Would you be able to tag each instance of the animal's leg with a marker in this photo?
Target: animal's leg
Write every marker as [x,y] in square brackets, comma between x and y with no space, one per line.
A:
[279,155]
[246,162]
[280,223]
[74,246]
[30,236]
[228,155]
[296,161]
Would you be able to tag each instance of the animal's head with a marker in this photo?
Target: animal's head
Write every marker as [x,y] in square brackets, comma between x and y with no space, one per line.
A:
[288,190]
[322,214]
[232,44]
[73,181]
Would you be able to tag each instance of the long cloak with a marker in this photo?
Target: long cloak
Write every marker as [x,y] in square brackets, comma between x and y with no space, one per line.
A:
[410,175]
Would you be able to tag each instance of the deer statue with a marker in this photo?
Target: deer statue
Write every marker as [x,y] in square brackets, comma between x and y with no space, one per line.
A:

* **What is required**: Retype the data shown above so that each line matches the original.

* **Output for this task**:
Would you be able to tag each instance of the animal's leg with a marker in this photo?
Target: animal's leg
Write every marker as [x,y] in square brackets, comma between x and y with no space, one per line.
A:
[279,155]
[246,162]
[280,223]
[74,246]
[30,236]
[228,155]
[296,161]
Would you be able to tag each instance of the animal's head with a marker in this photo?
Target: animal's head
Write every marker as [x,y] in square brackets, comma between x and y with no space, one per line.
A:
[288,190]
[322,214]
[232,44]
[73,181]
Would you be able to tag each instance of the long cloak with a marker in this photo?
Target: long cloak
Write every marker as [x,y] in square brackets, comma between x and y with no space, one per line.
A:
[410,175]
Would you be able to tag each instance of the deer statue with a marker in this photo?
Target: deer statue
Write every marker as [x,y] in square brackets, comma between x and y with no space, one per line.
A:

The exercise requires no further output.